***** SUPPLIED TEXT

Scarborough Centre for Alternative Studies (SCAS), formerly Tabor Park Vocational School is an alternative and adult high school serving Scarborough, a part of Toronto, Ontario, Canada. The school operates under the Toronto District School Board serving grades 10-12. Prior to 1998, it was part of the Scarborough Board of Education.

Originated at Birchmount Park Collegiate Institute in 1977 as the re-entry program, the school opened in 1986 at the Tabor Park building and as of 2010, this school is located on the campus of the former Midland Avenue Collegiate Institute sharing with the fellow schools, South East Year Round Alternative Centre and Caring and Safe Schools Alternative Program Area C. SCAS is located on Midland Avenue south of Eglinton Avenue East.

==History==

===Beginnings===

The Re-entry Program in Scarborough began in November 1977 at Birchmount Park Collegiate Institute with one teacher and fifteen students. Envisioned was a program which would meet the needs of dropouts or disadvantaged learners wishing to return to school; the program had grown and transformed into an adult program. By 1985, the program featured 9.33 teachers and 200 students.

**********

### TASKS TO PERFORM
a - Translate this sentence from the text on Scarborough Centre for Alternative Studies into French: "SCAS is located on Midland Avenue south of Eglinton Avenue East."
b - According to the text on Scarborough Centre for Alternative Studies, how many teachers and students did the Re-entry Program have when it began in November 1977?

***** EXTRACTED RECORDS

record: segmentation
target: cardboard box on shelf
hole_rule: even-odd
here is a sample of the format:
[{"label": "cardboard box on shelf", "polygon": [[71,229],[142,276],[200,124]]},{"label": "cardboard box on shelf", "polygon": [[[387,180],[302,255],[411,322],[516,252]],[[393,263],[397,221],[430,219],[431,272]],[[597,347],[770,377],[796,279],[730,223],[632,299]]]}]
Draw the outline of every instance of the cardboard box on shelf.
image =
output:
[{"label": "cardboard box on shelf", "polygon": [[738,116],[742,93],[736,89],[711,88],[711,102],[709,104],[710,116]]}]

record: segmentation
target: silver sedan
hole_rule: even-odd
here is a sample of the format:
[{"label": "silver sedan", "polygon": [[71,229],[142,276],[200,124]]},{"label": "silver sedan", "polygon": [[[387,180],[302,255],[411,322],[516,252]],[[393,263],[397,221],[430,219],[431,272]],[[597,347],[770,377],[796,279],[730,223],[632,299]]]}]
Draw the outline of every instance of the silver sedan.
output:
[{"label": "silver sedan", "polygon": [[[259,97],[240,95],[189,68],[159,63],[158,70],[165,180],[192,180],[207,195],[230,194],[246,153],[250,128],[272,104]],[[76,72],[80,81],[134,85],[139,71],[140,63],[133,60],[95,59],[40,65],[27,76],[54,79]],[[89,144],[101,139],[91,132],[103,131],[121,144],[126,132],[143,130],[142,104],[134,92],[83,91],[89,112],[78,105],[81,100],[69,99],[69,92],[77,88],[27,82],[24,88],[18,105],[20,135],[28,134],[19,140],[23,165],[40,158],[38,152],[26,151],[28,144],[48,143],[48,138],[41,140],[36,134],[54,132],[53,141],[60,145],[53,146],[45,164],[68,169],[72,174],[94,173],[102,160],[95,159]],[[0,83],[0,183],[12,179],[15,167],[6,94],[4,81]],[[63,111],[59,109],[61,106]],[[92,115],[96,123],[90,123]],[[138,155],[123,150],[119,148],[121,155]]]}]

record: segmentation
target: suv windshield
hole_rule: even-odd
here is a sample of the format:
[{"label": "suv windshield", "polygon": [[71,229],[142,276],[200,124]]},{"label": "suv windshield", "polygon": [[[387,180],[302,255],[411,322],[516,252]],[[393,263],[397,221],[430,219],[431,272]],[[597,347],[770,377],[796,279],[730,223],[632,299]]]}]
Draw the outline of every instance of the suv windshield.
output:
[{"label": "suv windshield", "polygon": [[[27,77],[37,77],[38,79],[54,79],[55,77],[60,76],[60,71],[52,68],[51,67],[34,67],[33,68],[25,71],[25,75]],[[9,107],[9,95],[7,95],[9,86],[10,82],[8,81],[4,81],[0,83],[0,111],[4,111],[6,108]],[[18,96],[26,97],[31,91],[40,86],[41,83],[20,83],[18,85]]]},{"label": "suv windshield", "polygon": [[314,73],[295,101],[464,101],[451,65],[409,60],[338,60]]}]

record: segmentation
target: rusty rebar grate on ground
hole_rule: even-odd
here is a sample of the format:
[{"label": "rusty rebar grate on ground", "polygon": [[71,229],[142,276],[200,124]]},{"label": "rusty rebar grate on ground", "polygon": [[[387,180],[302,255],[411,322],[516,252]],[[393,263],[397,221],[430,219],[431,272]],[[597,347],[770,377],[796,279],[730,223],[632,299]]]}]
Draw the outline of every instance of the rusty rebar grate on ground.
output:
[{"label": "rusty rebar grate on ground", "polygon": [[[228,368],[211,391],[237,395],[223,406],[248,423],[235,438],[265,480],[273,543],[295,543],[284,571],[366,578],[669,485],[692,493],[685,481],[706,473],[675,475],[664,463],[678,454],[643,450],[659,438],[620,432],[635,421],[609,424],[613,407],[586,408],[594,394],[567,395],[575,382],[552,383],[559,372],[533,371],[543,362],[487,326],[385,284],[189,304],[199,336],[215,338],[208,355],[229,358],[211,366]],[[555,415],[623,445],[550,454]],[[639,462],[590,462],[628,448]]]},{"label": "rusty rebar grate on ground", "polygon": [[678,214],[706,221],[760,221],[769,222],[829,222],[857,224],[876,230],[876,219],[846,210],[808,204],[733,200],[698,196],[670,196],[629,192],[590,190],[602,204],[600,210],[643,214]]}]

**********

### RESULTS FOR EACH TASK
a - Le SCAS se trouve sur Midland Avenue, au sud d'Eglinton Avenue East.

b - One teacher and fifteen students.